DATA FOR REVIEW:
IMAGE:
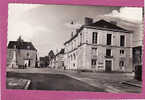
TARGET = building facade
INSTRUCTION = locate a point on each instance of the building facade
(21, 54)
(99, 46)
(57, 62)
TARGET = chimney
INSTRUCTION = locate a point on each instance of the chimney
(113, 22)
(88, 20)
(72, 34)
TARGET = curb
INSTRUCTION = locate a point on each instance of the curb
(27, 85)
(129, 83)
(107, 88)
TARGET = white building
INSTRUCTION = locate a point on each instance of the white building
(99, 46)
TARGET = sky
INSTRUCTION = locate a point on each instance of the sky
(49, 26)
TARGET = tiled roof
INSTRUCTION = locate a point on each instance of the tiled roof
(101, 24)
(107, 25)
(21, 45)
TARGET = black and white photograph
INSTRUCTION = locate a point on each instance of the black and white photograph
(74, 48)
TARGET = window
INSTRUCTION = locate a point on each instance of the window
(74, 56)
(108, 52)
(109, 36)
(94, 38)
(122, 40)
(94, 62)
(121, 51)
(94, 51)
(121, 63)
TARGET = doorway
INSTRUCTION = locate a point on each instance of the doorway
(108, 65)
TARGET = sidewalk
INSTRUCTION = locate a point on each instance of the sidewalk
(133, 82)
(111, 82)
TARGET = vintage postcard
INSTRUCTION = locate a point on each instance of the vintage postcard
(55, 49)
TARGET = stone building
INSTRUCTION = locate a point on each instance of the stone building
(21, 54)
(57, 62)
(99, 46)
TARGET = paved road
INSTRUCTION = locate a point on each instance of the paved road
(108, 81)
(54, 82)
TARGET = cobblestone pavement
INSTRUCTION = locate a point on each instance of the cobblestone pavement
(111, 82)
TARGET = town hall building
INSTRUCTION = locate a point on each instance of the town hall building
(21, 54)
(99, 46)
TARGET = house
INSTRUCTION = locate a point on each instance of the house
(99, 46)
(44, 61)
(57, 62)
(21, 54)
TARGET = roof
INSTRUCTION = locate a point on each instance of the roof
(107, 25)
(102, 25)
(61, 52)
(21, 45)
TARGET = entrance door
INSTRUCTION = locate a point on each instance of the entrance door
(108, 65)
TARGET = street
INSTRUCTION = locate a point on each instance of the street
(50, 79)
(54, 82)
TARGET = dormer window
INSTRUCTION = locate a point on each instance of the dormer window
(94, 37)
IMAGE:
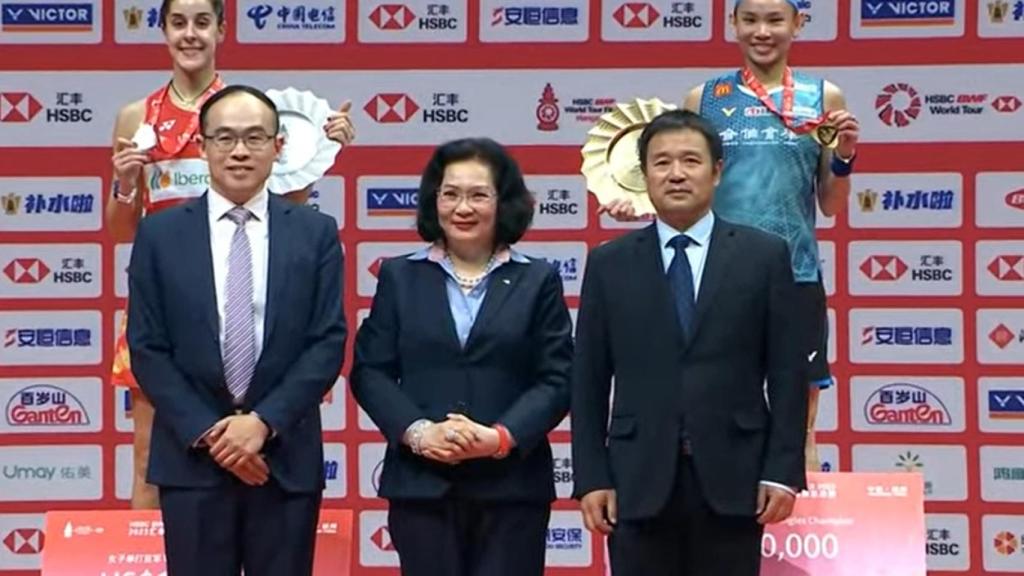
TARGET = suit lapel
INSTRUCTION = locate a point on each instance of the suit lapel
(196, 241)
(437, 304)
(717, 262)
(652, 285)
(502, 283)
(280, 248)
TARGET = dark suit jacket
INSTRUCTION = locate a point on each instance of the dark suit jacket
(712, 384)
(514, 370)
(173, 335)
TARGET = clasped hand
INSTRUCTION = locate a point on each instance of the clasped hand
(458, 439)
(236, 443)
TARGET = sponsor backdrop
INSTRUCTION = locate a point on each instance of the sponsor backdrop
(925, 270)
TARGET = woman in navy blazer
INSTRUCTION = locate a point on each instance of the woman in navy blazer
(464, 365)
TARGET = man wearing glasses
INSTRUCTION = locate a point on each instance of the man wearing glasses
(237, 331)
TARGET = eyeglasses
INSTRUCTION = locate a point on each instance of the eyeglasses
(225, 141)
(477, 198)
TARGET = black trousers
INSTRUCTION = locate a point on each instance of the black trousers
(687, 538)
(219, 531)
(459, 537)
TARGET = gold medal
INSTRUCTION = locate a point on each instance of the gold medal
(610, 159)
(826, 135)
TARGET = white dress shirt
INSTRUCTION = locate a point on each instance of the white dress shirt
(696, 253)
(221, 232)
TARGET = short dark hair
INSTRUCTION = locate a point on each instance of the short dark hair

ACTION ITEM: In the listing above, find the line with "INSTRUCTION = locate a point on each instance of the street" and output it and every line after it up to and including the line with "TARGET = woman in navy blazer", exactly, minus the pictures.

ANSWER TO THIS TASK:
INSTRUCTION = locate a point on each instance of the street
(50, 79)
(54, 82)
TARGET = dormer window
INSTRUCTION = locate a point on each instance of the dormer window
(94, 37)
IMAGE:
TARGET = suit lapel
INSTRUCTION = locate a point on each instance of the suit lapel
(196, 241)
(437, 304)
(717, 262)
(652, 285)
(502, 283)
(280, 248)
TARGET = dark suit jacket
INSTRUCTION = locate a point on each instance of the dark suit jacket
(712, 384)
(514, 370)
(173, 335)
TARGET = clasped hand
INSTRUCTION = locate a point on each instance of the clasped hand
(458, 439)
(236, 443)
TARGET = sponsor backdrop
INSTRUCTION = locate a point on each instance of the sponsor backdrop
(925, 270)
TARGET = woman in navy blazer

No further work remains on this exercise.